▸ Exercise goal
Reproduce the lines below from the one that contains "[mark] the long" through the end, inclusive, and add nothing.

▸ Supplied entries
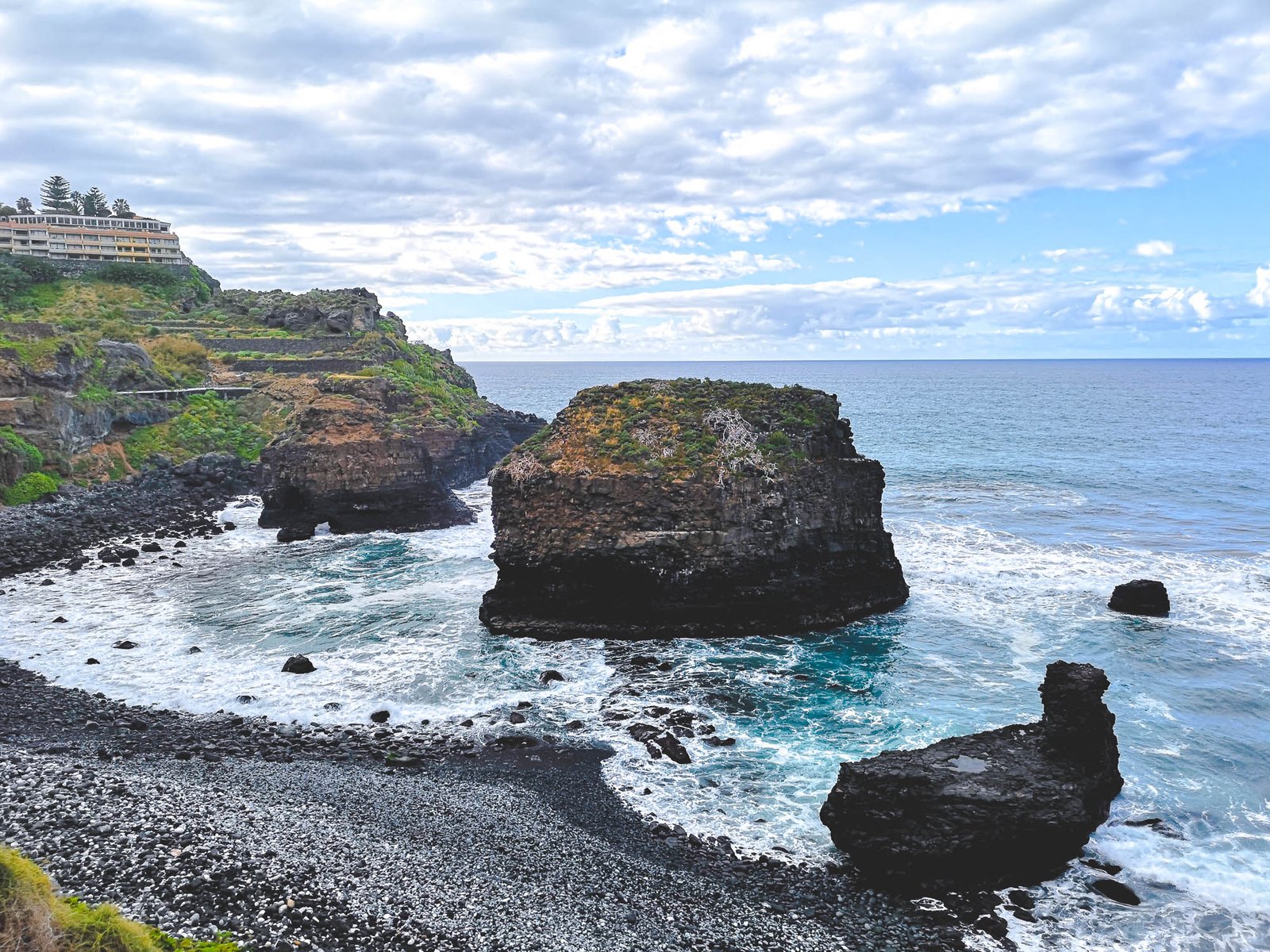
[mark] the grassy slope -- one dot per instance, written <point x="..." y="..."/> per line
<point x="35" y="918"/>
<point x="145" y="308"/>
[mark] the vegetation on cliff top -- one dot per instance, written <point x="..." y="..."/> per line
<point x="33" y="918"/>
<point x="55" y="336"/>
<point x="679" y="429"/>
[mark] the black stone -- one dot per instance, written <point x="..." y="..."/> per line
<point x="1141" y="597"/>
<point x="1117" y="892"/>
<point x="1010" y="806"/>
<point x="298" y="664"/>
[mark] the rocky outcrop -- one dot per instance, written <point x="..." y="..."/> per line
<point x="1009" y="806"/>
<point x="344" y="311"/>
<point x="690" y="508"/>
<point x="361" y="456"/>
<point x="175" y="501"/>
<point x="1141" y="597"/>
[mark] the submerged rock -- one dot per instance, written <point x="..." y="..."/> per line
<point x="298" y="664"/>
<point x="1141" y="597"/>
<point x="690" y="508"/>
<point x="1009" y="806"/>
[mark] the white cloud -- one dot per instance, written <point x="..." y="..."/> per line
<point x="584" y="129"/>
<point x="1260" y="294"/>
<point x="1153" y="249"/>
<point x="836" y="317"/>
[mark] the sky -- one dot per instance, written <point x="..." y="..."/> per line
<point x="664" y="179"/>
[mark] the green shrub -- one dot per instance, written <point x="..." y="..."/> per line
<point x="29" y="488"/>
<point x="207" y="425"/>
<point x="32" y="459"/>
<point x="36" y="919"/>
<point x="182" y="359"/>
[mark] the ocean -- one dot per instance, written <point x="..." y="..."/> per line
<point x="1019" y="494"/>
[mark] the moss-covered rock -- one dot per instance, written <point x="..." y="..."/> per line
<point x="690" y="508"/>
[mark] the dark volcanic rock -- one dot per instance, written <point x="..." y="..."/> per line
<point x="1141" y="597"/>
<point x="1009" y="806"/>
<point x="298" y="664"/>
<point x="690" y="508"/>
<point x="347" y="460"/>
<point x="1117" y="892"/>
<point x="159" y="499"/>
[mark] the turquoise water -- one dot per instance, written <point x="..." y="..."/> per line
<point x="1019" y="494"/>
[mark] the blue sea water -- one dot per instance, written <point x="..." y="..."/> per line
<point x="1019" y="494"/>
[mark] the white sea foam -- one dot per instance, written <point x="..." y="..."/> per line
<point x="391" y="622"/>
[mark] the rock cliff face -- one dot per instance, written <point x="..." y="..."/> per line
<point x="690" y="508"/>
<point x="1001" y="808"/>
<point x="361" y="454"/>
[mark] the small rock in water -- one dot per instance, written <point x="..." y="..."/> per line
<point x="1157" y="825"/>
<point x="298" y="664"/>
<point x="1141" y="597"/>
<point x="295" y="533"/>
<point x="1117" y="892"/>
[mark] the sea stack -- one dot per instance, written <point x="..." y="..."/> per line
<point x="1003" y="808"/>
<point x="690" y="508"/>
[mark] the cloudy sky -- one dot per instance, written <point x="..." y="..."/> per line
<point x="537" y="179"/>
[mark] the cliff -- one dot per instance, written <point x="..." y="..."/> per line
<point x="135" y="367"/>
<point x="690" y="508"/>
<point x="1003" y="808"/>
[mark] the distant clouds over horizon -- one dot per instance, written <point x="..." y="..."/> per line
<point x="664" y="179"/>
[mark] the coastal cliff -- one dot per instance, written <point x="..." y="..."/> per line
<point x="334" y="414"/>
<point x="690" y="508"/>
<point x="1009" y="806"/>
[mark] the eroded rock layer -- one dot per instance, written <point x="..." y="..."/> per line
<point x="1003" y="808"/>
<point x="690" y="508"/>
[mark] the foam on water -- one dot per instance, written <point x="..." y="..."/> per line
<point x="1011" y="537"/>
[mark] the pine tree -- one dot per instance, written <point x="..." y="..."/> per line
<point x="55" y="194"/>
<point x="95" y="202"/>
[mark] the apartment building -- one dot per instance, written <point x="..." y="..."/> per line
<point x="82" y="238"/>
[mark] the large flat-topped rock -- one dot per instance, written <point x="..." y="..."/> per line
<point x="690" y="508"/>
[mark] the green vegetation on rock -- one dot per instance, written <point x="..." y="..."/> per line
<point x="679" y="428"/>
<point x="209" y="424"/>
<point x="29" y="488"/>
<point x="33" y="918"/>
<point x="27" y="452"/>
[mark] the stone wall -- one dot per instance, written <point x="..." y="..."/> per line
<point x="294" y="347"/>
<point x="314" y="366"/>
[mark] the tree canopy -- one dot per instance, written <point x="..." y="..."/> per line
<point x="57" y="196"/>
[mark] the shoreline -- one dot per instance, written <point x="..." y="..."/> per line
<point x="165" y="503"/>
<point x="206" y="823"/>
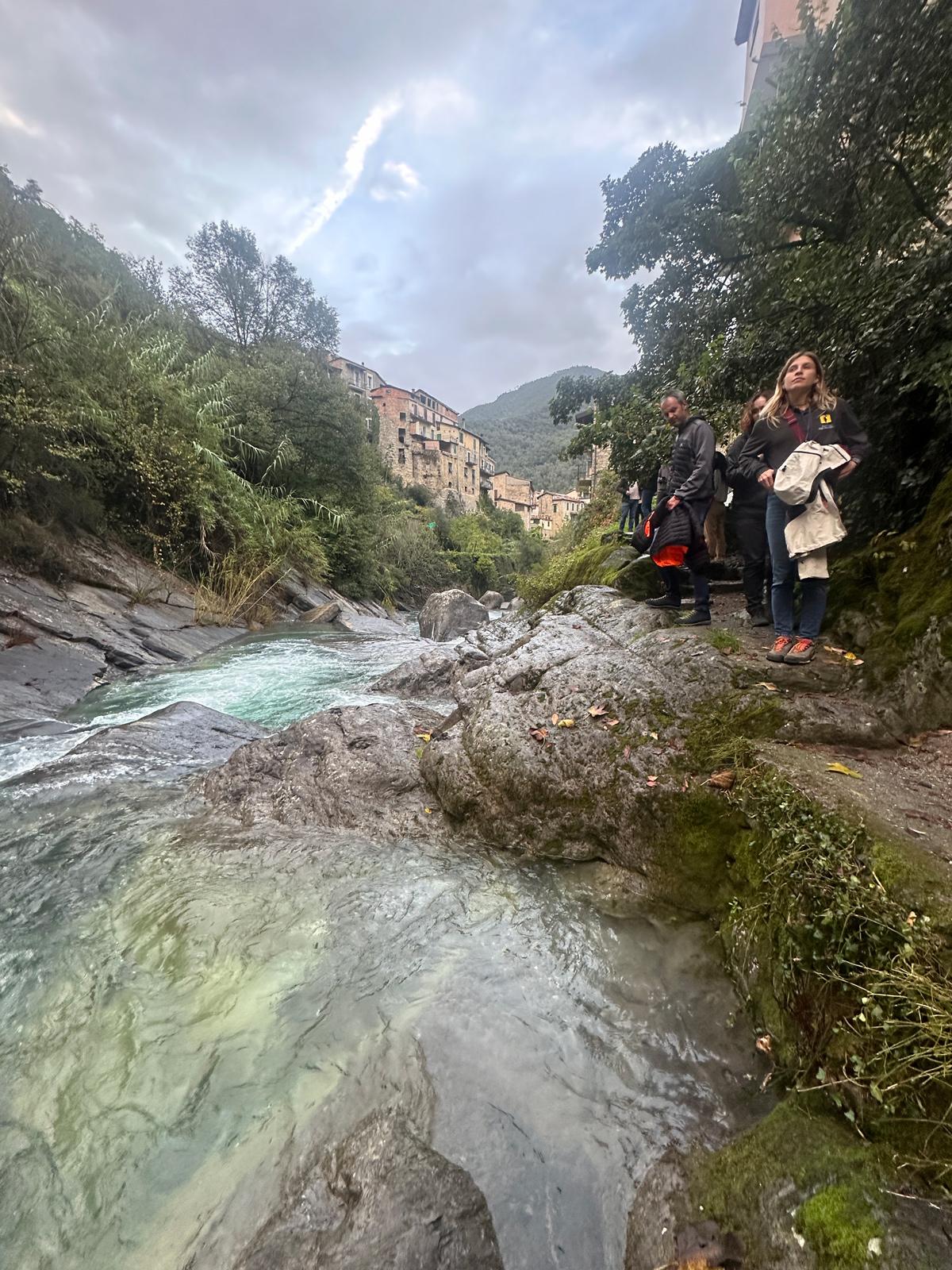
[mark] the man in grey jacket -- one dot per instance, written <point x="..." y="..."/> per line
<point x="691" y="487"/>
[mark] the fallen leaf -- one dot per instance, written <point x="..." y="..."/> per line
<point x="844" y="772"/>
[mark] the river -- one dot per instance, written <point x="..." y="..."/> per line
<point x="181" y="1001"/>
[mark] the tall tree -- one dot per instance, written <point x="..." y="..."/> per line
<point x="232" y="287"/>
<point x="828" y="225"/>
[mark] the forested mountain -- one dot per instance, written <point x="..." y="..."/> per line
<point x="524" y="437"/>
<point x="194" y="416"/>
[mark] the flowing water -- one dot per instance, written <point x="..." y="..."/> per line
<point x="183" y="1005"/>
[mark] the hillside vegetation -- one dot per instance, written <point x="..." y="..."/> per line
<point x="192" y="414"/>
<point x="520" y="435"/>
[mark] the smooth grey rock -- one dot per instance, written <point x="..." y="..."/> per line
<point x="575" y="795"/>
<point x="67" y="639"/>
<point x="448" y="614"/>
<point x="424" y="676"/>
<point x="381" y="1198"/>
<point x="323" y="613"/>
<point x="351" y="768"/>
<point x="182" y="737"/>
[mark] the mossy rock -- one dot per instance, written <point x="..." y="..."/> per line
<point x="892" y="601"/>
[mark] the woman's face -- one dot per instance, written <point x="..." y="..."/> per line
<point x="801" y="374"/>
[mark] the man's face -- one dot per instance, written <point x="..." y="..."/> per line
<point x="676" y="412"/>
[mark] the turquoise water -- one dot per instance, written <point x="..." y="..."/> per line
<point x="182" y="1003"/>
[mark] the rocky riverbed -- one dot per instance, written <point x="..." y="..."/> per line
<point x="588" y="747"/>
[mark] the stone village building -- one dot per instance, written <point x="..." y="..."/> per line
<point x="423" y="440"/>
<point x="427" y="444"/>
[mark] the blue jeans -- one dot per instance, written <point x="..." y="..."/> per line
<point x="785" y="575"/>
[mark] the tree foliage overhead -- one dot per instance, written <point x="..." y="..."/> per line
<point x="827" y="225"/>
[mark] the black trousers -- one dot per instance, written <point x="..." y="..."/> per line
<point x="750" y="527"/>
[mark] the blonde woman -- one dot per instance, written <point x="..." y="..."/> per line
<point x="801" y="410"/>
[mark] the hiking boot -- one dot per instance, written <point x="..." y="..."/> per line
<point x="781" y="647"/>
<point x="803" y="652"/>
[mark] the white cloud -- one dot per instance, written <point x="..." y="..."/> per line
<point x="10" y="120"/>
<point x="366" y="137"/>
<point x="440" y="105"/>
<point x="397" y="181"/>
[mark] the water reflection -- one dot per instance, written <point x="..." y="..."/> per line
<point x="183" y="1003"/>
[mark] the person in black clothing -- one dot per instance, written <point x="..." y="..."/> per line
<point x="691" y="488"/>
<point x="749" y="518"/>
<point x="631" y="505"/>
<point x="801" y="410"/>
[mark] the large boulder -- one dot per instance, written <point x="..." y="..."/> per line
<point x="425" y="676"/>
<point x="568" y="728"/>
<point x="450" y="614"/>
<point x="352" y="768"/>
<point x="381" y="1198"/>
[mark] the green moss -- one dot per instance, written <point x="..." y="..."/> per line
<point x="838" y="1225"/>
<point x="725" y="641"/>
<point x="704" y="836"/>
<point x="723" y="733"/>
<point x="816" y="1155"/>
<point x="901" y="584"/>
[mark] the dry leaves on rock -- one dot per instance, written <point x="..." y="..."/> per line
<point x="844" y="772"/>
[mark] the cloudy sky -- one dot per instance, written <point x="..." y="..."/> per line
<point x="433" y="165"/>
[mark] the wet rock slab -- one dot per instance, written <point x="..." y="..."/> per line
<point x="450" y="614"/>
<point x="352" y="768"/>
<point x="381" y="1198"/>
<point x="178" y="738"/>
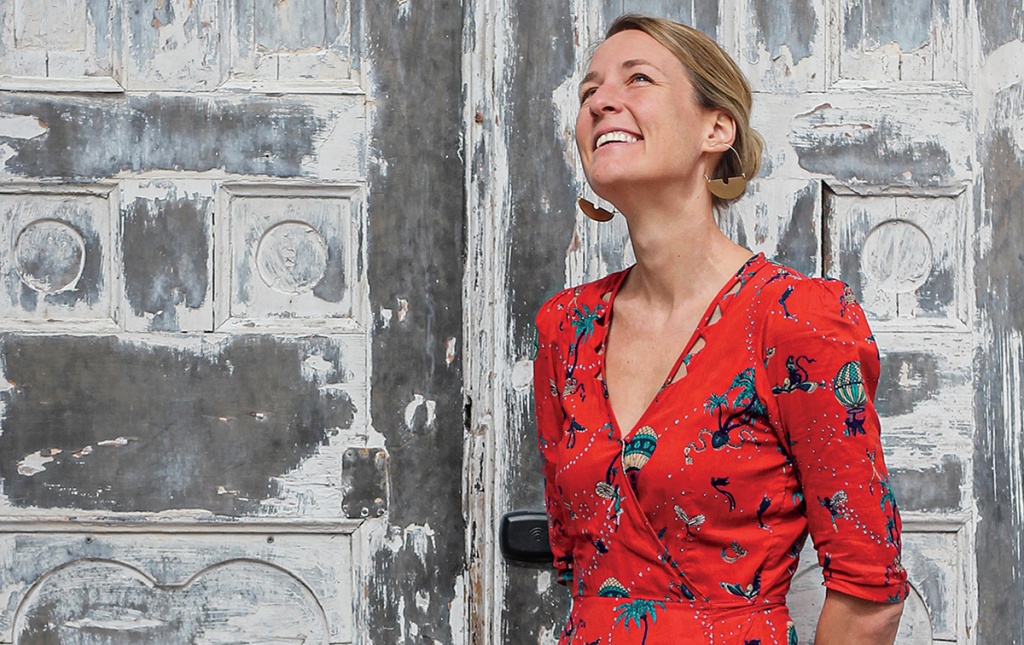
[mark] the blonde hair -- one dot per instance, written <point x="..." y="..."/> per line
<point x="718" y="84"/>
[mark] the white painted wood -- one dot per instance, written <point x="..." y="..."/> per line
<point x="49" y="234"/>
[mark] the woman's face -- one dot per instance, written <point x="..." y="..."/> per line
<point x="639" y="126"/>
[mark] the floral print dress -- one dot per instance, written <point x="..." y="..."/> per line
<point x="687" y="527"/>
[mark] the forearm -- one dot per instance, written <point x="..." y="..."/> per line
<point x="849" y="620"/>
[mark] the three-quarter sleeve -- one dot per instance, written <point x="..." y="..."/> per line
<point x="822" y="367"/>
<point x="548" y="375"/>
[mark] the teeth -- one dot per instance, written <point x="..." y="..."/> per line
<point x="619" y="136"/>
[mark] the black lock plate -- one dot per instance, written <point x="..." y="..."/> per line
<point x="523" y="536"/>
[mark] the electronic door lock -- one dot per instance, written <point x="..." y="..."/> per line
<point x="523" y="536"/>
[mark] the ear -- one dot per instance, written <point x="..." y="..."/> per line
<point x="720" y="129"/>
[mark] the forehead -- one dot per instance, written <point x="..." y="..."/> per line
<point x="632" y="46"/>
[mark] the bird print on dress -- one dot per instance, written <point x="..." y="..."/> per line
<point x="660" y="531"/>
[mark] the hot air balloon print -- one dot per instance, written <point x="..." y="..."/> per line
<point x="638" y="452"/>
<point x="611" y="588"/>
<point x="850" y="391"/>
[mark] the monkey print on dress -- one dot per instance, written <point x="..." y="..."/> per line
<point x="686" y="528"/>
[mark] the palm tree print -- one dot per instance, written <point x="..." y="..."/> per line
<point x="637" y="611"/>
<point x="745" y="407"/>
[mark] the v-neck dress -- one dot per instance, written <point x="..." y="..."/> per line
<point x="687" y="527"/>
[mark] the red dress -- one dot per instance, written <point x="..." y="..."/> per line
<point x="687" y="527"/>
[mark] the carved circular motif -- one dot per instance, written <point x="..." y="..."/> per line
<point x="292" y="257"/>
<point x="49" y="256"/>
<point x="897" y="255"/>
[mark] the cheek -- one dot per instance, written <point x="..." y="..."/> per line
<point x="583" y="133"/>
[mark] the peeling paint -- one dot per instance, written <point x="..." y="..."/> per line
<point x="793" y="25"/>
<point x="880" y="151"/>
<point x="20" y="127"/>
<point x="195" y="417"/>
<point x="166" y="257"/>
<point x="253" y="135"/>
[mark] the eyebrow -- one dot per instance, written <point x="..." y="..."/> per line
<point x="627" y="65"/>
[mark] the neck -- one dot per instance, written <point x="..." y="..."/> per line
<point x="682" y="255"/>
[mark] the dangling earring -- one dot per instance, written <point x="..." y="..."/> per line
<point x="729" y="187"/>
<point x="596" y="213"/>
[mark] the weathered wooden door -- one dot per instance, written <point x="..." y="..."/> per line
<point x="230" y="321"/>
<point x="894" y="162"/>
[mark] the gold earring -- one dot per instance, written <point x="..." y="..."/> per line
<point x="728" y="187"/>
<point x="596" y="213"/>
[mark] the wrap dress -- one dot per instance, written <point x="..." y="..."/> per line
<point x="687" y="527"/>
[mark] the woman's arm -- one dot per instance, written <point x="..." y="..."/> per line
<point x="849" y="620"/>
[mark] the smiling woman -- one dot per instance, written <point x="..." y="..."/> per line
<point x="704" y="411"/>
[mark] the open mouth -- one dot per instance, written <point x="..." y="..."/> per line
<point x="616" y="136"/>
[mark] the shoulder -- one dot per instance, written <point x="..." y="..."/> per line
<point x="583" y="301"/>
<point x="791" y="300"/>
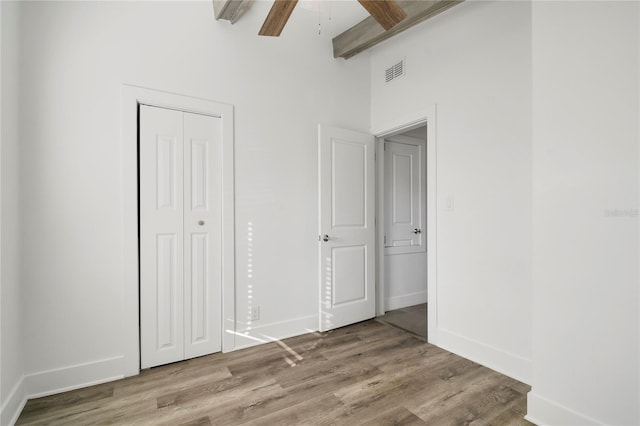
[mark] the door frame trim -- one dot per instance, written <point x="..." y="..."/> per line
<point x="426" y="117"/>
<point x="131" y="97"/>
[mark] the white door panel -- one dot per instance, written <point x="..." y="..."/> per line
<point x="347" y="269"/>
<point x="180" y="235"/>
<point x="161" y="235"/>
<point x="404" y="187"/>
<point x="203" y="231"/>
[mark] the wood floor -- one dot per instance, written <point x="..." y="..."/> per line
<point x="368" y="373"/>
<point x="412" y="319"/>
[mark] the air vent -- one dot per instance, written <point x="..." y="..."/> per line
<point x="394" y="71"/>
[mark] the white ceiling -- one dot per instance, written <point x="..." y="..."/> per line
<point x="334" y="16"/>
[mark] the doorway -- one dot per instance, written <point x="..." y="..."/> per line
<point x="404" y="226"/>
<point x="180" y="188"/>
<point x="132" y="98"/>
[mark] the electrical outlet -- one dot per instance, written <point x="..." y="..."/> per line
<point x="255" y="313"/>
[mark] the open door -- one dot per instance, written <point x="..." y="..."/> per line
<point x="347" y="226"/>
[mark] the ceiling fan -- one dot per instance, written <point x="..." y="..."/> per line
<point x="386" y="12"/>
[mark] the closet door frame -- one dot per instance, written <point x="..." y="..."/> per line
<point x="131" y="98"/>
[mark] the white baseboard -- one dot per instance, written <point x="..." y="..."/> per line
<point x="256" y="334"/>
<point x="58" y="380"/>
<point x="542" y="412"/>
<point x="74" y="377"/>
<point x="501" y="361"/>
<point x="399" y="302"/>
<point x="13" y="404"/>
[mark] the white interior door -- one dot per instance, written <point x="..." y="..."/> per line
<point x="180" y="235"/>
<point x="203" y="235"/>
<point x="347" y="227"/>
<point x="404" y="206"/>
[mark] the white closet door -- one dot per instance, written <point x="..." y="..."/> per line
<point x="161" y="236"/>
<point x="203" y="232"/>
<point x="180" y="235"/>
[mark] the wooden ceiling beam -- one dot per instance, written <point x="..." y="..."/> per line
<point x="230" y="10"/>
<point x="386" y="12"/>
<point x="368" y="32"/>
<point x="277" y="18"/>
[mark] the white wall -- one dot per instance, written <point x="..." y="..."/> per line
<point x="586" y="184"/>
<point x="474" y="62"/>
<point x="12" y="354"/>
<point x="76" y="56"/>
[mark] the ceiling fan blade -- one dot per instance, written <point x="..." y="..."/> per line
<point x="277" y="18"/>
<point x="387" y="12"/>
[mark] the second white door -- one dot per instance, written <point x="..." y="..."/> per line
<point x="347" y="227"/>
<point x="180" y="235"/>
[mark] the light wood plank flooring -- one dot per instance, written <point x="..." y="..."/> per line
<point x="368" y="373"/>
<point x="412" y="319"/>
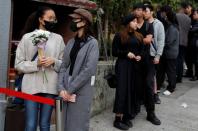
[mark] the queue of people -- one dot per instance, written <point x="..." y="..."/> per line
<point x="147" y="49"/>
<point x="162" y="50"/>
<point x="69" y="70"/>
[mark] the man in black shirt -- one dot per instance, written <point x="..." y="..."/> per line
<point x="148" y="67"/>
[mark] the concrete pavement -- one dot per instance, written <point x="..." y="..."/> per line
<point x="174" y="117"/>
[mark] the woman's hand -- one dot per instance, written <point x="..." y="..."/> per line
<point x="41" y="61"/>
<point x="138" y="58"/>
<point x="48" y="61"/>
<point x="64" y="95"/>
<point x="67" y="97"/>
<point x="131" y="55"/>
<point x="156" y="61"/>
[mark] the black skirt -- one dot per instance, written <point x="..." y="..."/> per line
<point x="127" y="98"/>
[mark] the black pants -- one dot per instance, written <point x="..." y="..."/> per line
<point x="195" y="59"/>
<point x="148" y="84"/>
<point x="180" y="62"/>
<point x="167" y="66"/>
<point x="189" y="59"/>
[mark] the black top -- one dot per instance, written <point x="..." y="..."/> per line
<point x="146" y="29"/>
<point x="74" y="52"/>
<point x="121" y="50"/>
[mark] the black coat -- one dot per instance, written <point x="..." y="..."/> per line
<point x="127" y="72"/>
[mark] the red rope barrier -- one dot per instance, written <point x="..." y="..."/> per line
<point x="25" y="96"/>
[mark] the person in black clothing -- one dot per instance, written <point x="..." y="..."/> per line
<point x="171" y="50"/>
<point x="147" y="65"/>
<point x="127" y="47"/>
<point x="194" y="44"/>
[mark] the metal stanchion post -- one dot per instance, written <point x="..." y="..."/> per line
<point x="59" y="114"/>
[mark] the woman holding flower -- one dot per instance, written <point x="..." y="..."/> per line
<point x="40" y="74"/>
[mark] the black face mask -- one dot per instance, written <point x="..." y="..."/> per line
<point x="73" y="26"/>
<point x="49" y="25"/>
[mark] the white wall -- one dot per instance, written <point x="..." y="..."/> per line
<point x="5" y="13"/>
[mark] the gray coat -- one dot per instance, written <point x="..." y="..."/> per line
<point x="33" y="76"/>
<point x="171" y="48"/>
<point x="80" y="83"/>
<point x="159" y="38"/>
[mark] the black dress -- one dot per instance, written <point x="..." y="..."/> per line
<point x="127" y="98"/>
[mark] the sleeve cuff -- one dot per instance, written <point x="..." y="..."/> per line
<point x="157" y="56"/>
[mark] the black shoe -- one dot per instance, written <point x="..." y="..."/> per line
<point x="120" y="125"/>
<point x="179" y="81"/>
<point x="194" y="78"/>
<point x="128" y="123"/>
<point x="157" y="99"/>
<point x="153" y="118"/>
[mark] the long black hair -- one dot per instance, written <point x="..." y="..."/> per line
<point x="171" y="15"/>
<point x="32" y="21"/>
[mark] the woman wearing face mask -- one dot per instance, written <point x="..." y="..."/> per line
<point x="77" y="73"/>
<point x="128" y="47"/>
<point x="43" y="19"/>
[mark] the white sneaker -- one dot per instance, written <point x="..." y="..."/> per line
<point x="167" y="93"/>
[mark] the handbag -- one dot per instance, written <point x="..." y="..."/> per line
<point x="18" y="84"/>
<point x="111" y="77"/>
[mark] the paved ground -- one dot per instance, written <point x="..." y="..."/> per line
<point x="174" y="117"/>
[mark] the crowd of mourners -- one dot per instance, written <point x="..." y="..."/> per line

▸ Exercise response
[mark] the long black hair -- one dot per instance, written <point x="..." y="..."/> per line
<point x="171" y="15"/>
<point x="32" y="21"/>
[mark] the woman wearing face mask -- one dot per instance, written <point x="..." y="..."/> per line
<point x="77" y="73"/>
<point x="128" y="47"/>
<point x="43" y="19"/>
[mark] the white sneaker -- one dot per instance, written <point x="..." y="..."/> per line
<point x="167" y="93"/>
[mark] the handbag -- one dot per instance, written <point x="..." y="..."/> per line
<point x="18" y="84"/>
<point x="111" y="77"/>
[mark] the paved ground -- one dot per instance, written <point x="..." y="..."/> per line
<point x="174" y="117"/>
[mark] the crowd of mourners -- one dot per instance, written <point x="..." y="..."/> per line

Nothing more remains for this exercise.